*Fragmento*
◇ ◇ ◇ ◇ ◇
Martin Heidegger, Construir, habitar y pensar
La imagen se ha convertido en la forma dominante bajo la cual interactuamos con el otro. Era de esperarse que el gran bullicio sobre la cuestión de la imagen durante el siglo XX trajera consigo repercusiones directas en las conductas del siglo XXI, al montarnos de manera casi permanente en un escenario simulado y configurado por nosotros mismos, para deleite de la cada vez más ávida retina o lente fotográfica que nos observa.
En su famoso libro, La cámara lucida, Roland Barthes realiza una acertada descripción de la transformación del sujeto frente a una cámara: “Pero muy a menudo (demasiado a menudo, para mi gusto) he sido fotografiado a sabiendas. Entonces, cuando me siento observado por el objetivo, todo cambia: me constituyo en el acto de posar], me fabrico instantáneamente otro cuerpo, me transformo por adelantado en la imagen”. [1]
Barthes da una lectura personal de como el individuo, al ser fotografiado, se desvincula de sí mismo, para formar parte de una transformación activa en la que busca una representación idílica, y cambia de manera automática su semblante para interpretar otro cuerpo y enmascarar el suyo, convirtiendo a la máscara en una extensión intrínseca del individuo enfrentado al observador.
La máscara es, entonces, un elemento de transformación facial. En la Antigüedad, los griegos implementaron máscaras para escenificar las tragedias en los teatros y en la falda de la Acrópolis. La máscara era un objeto que posibilitaba la transformación de la persona en un personaje, es decir: la despersonificación de la identidad propia para interpretar temporalmente otra.
◇ ◇ ◇ ◇ ◇
*Datos proporcionados*
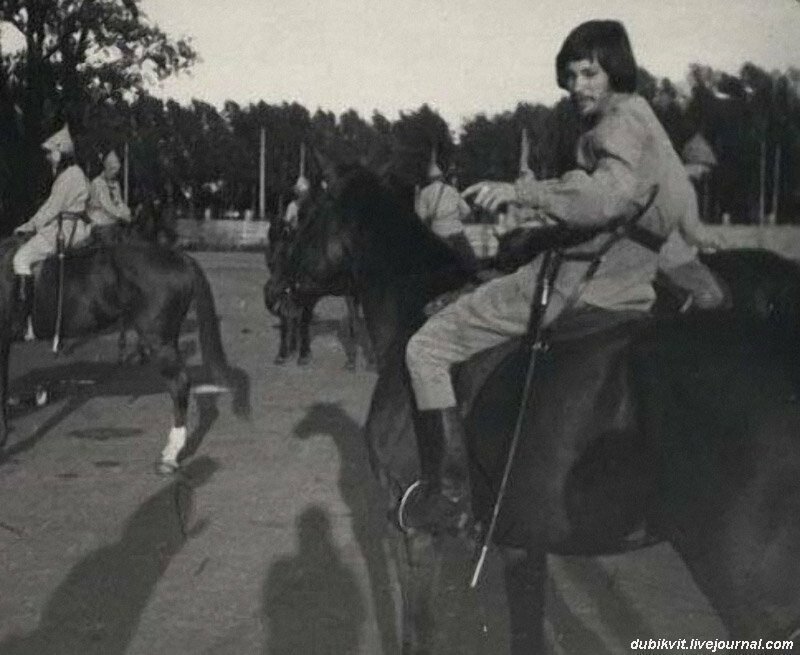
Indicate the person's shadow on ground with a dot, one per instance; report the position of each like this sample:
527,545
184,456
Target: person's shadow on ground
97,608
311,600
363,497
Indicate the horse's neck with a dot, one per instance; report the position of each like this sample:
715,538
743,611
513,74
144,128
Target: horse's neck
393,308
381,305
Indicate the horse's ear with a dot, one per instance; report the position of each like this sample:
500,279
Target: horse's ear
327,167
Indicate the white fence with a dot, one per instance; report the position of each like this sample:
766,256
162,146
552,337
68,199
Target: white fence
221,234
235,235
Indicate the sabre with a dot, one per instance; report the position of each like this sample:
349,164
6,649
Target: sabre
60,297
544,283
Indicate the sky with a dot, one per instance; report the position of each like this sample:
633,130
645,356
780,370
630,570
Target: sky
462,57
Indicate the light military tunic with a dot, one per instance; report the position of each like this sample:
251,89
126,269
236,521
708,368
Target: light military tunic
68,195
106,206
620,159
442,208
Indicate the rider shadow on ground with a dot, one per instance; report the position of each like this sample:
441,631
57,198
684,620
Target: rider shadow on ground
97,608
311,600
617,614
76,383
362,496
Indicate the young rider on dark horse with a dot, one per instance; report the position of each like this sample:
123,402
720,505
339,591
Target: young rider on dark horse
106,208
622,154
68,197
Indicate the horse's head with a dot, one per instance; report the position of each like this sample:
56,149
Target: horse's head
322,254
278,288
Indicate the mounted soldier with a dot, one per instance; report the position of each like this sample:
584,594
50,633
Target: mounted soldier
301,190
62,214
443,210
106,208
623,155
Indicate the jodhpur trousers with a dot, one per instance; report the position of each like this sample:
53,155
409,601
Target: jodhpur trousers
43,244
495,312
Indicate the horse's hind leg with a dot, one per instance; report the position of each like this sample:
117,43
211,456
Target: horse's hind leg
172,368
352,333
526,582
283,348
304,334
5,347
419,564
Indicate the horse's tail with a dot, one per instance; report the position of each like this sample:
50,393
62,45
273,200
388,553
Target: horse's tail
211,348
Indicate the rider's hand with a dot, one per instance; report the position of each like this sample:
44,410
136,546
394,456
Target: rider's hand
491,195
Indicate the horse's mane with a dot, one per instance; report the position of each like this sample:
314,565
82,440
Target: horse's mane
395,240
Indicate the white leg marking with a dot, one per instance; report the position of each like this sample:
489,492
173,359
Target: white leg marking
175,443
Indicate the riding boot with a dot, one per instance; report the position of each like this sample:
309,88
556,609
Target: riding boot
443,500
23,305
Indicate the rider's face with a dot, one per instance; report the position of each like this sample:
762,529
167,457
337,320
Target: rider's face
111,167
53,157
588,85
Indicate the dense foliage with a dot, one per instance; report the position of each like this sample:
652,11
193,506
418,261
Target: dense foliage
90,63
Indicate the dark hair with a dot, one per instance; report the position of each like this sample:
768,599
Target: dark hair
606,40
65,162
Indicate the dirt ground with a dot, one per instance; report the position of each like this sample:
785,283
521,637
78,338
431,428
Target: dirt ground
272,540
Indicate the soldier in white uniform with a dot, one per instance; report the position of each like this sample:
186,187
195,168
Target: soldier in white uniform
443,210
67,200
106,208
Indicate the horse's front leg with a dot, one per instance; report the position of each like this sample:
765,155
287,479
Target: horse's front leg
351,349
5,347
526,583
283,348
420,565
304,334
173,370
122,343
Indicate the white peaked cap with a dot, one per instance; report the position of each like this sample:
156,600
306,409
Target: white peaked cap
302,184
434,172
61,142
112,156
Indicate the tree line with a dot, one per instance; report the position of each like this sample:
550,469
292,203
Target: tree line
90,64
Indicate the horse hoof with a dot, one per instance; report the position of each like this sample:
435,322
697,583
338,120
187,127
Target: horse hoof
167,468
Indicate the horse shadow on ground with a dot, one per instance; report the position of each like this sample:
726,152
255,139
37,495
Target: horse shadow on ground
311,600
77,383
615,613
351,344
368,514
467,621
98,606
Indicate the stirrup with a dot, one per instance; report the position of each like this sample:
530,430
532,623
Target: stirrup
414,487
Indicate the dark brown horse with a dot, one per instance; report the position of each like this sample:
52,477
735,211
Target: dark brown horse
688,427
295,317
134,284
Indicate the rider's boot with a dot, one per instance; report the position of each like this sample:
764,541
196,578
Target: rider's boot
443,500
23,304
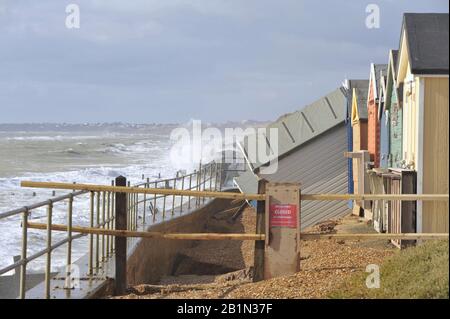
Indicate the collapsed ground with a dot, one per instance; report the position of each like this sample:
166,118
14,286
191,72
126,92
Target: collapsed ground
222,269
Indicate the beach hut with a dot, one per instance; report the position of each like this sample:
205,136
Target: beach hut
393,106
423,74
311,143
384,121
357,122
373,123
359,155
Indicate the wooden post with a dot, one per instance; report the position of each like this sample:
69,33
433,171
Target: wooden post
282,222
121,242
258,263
◇ ◇ ◇ ◇ ◇
*Tarea a realizar*
Reproduzca textualmente y en su totalidad el fragmento sobre la imagen y la máscara.

*Respuesta correcta*
Martin Heidegger, Construir, habitar y pensar
La imagen se ha convertido en la forma dominante bajo la cual interactuamos con el otro. Era de esperarse que el gran bullicio sobre la cuestión de la imagen durante el siglo XX trajera consigo repercusiones directas en las conductas del siglo XXI, al montarnos de manera casi permanente en un escenario simulado y configurado por nosotros mismos, para deleite de la cada vez más ávida retina o lente fotográfica que nos observa.
En su famoso libro, La cámara lucida, Roland Barthes realiza una acertada descripción de la transformación del sujeto frente a una cámara: “Pero muy a menudo (demasiado a menudo, para mi gusto) he sido fotografiado a sabiendas. Entonces, cuando me siento observado por el objetivo, todo cambia: me constituyo en el acto de posar], me fabrico instantáneamente otro cuerpo, me transformo por adelantado en la imagen”. [1]
Barthes da una lectura personal de como el individuo, al ser fotografiado, se desvincula de sí mismo, para formar parte de una transformación activa en la que busca una representación idílica, y cambia de manera automática su semblante para interpretar otro cuerpo y enmascarar el suyo, convirtiendo a la máscara en una extensión intrínseca del individuo enfrentado al observador.
La máscara es, entonces, un elemento de transformación facial. En la Antigüedad, los griegos implementaron máscaras para escenificar las tragedias en los teatros y en la falda de la Acrópolis. La máscara era un objeto que posibilitaba la transformación de la persona en un personaje, es decir: la despersonificación de la identidad propia para interpretar temporalmente otra.